What to work on: Rename "trial run" to "practice round" wherever it occurs in the items below, and reproduce everything else unchanged.

Recorded data:

-*-*-

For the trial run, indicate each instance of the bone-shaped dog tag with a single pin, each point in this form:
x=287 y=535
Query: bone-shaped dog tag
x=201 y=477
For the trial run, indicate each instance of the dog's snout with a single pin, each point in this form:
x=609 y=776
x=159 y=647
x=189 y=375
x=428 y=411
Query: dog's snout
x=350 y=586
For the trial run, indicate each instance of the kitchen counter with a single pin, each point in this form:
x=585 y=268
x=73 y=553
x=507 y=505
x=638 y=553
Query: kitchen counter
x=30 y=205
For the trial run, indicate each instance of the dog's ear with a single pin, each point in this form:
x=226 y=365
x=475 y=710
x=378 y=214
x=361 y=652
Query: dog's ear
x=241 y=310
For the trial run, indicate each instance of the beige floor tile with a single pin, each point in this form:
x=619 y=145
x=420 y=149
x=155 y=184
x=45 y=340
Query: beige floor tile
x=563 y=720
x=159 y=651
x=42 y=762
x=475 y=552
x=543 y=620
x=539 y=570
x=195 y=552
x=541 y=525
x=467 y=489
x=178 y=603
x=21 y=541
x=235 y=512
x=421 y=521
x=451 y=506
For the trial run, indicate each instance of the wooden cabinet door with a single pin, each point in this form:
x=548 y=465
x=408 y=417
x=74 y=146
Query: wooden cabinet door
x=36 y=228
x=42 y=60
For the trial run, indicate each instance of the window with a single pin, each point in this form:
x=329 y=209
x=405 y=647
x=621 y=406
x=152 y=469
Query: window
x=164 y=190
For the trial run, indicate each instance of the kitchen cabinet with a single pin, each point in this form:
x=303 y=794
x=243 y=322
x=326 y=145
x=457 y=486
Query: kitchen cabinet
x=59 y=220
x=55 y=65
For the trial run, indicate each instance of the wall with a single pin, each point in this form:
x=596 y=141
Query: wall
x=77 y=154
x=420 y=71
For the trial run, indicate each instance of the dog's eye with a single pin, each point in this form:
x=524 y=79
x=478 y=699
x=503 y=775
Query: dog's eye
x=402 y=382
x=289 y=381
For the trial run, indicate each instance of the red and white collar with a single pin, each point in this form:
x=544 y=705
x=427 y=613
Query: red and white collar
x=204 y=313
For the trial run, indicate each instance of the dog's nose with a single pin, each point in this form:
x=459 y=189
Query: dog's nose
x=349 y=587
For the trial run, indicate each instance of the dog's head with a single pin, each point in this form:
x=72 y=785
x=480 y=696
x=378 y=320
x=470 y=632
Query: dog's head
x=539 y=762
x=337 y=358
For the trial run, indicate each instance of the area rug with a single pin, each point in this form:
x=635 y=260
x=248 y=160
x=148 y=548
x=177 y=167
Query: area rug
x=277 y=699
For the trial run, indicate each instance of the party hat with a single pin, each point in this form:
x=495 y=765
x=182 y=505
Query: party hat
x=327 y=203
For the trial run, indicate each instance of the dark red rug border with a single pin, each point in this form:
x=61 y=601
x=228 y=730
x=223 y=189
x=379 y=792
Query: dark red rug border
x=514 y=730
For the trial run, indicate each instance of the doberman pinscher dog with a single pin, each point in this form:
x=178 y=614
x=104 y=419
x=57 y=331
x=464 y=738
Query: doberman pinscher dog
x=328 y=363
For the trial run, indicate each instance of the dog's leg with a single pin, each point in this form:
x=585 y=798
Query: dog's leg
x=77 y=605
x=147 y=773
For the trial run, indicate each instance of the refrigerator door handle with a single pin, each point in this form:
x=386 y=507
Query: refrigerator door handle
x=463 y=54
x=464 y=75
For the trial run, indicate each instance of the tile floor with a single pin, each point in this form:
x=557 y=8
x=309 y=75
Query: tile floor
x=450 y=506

-*-*-

Response for this exercise:
For the practice round, indicate each instance of the bone-shaped dog tag with a single pin, each point in this form:
x=287 y=535
Query: bone-shaped dog tag
x=201 y=477
For the practice round, indicate each instance of the dog's snout with a single pin, each point in this form:
x=609 y=776
x=159 y=647
x=189 y=375
x=428 y=411
Query: dog's snout
x=350 y=586
For the practice round, indicate each instance of the kitchen counter with a single pin, each point in this form:
x=585 y=268
x=73 y=553
x=507 y=505
x=638 y=553
Query: kitchen counter
x=30 y=205
For the practice round, indicate each instance of the dog's ear with a single pin, each point in this form:
x=226 y=365
x=475 y=710
x=378 y=214
x=361 y=652
Query: dog's ear
x=241 y=310
For the practice round, indicate each instance of the beige floor tile with a single pin, each point in this form:
x=619 y=145
x=420 y=149
x=155 y=184
x=45 y=340
Query: beige floor tile
x=563 y=720
x=159 y=651
x=42 y=762
x=475 y=552
x=543 y=620
x=539 y=570
x=195 y=552
x=541 y=525
x=467 y=489
x=178 y=603
x=21 y=541
x=235 y=512
x=421 y=521
x=451 y=506
For the practice round, indicate each instance of the wooden cabinet door with a single pin, each point in this form:
x=548 y=465
x=408 y=417
x=74 y=146
Query: wooden cabinet door
x=36 y=228
x=42 y=60
For the practice round, indicate each instance of the window with a single pin, each point in this form:
x=329 y=209
x=405 y=647
x=621 y=406
x=152 y=469
Query: window
x=164 y=190
For the practice round, indicate each instance of the kitchen cabinet with a single pin, each point in this form:
x=303 y=794
x=243 y=322
x=326 y=145
x=457 y=486
Query: kitchen cabinet
x=59 y=220
x=55 y=65
For the practice round, indicate each instance of the wall with a single pin, each point in this form:
x=596 y=141
Query: wall
x=77 y=154
x=420 y=71
For the practice round, indicate each instance of the dog's eye with a single pin, each point in this form:
x=524 y=79
x=478 y=699
x=503 y=775
Query: dog's eye
x=402 y=382
x=289 y=381
For the practice round, indicate each instance of the red and white collar with a single pin, each point in this form:
x=544 y=705
x=427 y=613
Query: red and white collar
x=204 y=313
For the practice round, indicate each instance of the dog's nose with a single pin, each point in this form:
x=459 y=189
Query: dog's nose
x=349 y=587
For the practice round, indicate each instance of the dog's head with a single pin, each point in this form:
x=72 y=785
x=480 y=696
x=378 y=320
x=470 y=632
Query: dog's head
x=539 y=762
x=337 y=358
For the practice round, indicate each instance of the area rug with a single pin, each point in this form:
x=635 y=260
x=248 y=160
x=148 y=548
x=177 y=167
Query: area rug
x=277 y=699
For the practice round, indicate each instance of the party hat with a single pin, each point in this form:
x=495 y=765
x=182 y=505
Query: party hat
x=327 y=203
For the practice round, indicate each instance of the dark red rug border with a single pin, each point in this form:
x=61 y=601
x=228 y=730
x=223 y=189
x=379 y=792
Query: dark red rug border
x=514 y=730
For the practice round, indicate each instance of the doberman pinscher dog with a single pin, each point in this form:
x=178 y=614
x=104 y=419
x=57 y=331
x=464 y=738
Query: doberman pinscher dog
x=328 y=363
For the practice round, indicate each instance of the dog's leg with a single pin, each point in this form:
x=585 y=798
Query: dog's leg
x=77 y=605
x=147 y=773
For the practice round, indicate each instance of the refrigerator door handle with a single pin, each point in this form:
x=386 y=507
Query: refrigerator door handle
x=463 y=54
x=464 y=75
For the practice round, indicate each instance of the tile floor with a single pin, each point in this form:
x=557 y=8
x=309 y=75
Query: tile floor
x=450 y=506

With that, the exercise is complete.